SET PROBLEM =>
Render the lines from the one containing "formatted like [84,43]." through the end of the rows, both included, as a numbered list. Please leave out any blank lines.

DATASET ENTRIES =>

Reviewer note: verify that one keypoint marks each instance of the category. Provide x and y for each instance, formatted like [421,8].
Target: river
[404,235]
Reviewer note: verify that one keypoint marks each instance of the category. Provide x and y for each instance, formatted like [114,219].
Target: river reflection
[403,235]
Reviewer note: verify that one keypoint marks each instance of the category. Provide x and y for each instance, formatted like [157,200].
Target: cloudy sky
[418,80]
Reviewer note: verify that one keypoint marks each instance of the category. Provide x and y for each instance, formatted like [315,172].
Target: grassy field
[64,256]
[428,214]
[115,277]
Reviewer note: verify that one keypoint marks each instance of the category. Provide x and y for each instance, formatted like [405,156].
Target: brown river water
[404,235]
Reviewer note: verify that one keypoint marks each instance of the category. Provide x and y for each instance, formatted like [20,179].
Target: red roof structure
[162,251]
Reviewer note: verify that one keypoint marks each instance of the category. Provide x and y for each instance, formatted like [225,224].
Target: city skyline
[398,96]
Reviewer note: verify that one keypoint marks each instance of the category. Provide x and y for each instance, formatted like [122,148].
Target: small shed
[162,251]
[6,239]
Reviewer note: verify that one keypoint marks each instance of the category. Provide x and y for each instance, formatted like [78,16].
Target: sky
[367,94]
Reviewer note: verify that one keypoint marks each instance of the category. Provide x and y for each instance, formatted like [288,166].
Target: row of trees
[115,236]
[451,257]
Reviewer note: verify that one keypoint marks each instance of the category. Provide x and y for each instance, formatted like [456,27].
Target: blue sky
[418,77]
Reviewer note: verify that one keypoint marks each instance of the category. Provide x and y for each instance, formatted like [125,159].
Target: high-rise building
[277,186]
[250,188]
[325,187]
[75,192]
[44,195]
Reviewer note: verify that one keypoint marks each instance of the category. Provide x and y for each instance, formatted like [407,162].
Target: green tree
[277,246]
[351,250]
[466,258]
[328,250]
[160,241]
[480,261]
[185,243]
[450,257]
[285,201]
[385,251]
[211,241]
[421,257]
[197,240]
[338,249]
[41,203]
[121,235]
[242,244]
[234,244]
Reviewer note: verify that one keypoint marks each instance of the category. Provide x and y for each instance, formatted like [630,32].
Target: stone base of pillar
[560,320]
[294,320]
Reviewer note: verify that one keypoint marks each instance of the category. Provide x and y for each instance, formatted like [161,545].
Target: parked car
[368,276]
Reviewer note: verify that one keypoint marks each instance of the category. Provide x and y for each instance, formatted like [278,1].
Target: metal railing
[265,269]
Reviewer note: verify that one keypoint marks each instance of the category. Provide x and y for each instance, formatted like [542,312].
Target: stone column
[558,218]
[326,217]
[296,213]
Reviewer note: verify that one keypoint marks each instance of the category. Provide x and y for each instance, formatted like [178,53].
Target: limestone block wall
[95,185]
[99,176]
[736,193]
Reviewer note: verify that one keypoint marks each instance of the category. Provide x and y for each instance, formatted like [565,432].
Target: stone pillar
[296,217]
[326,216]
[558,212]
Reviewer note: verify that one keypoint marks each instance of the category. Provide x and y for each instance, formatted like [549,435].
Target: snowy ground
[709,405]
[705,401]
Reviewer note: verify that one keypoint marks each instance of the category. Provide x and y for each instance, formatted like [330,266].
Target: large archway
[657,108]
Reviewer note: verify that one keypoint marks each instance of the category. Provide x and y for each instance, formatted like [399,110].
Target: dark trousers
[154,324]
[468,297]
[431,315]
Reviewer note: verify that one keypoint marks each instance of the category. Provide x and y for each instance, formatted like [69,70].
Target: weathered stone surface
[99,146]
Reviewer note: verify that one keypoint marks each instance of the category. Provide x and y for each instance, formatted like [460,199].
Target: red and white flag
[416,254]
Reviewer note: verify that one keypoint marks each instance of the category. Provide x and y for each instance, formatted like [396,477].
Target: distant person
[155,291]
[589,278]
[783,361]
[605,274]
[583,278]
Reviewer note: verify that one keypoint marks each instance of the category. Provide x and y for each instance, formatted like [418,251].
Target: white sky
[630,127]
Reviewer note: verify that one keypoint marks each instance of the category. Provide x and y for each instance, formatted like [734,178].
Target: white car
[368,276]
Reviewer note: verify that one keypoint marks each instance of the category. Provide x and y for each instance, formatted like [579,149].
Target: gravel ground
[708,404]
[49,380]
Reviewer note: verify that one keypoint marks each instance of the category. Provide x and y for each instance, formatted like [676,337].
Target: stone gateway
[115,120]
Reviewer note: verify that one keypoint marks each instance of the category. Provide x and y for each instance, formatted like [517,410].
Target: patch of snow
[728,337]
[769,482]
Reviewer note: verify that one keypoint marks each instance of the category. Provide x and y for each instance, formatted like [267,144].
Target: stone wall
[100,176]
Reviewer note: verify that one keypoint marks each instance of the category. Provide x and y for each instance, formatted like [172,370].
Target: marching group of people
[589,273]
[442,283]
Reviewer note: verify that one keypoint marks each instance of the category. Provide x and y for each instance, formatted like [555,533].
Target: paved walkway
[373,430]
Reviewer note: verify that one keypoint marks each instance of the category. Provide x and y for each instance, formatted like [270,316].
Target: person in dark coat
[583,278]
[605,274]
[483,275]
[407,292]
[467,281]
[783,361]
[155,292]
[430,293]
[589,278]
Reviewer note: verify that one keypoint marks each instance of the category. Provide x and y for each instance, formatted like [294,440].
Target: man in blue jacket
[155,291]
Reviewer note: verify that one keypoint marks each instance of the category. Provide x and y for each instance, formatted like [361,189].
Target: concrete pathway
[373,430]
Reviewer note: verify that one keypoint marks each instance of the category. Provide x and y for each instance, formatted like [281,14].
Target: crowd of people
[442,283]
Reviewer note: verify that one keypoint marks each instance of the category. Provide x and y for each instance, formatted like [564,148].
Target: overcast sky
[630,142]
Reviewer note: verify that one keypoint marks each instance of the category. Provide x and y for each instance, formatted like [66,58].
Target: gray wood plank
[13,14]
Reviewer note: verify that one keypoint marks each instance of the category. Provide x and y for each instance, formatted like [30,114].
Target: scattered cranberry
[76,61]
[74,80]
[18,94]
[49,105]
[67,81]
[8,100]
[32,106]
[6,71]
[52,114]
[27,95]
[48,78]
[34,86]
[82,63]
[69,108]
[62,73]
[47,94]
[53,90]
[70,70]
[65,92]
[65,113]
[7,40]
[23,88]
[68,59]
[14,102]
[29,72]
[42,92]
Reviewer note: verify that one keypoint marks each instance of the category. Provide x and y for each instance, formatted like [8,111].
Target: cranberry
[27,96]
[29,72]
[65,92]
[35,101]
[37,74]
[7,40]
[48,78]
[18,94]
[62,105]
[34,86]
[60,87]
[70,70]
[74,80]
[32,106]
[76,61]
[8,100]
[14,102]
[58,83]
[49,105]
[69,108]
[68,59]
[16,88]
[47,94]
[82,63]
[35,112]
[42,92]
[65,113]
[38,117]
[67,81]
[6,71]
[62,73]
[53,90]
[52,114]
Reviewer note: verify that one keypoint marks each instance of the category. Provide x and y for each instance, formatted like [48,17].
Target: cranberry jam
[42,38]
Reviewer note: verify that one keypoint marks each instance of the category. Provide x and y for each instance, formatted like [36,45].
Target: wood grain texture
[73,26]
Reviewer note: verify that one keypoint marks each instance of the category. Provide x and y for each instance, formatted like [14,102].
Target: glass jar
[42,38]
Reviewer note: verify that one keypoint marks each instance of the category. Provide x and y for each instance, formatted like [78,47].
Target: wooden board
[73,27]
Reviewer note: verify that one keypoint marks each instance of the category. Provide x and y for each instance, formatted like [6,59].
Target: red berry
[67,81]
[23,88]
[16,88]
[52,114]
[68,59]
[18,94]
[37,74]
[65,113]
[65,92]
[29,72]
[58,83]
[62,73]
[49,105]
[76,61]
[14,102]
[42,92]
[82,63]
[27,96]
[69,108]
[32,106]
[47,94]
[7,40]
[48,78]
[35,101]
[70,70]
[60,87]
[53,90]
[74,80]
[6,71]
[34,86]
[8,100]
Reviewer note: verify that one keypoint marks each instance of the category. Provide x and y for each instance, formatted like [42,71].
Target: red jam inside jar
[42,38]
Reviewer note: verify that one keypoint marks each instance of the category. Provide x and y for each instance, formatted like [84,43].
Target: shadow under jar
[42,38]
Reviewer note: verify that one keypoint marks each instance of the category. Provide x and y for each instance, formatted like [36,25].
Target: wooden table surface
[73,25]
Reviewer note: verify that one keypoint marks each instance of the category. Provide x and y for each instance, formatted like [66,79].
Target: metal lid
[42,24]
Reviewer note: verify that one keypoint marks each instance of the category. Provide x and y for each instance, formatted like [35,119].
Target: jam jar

RESPONSE TO THE EXERCISE =>
1. Reviewer note: verify that one keypoint marks each instance of the category. Provide x and y for each instance, formatted like [84,43].
2. Target: shadow under jar
3. [42,38]
4. Reviewer note: verify that one keypoint marks each instance of the category. Provide x and y for each instance, formatted like [36,25].
5. Target: wooden table surface
6. [73,25]
7. Reviewer note: verify that one keypoint marks each instance of the category. Provide x and y for each instance, formatted like [66,79].
8. Target: metal lid
9. [42,24]
10. Reviewer note: verify that one keypoint marks each instance of the category. Provide x and y for each instance, formatted like [35,119].
11. Target: jam jar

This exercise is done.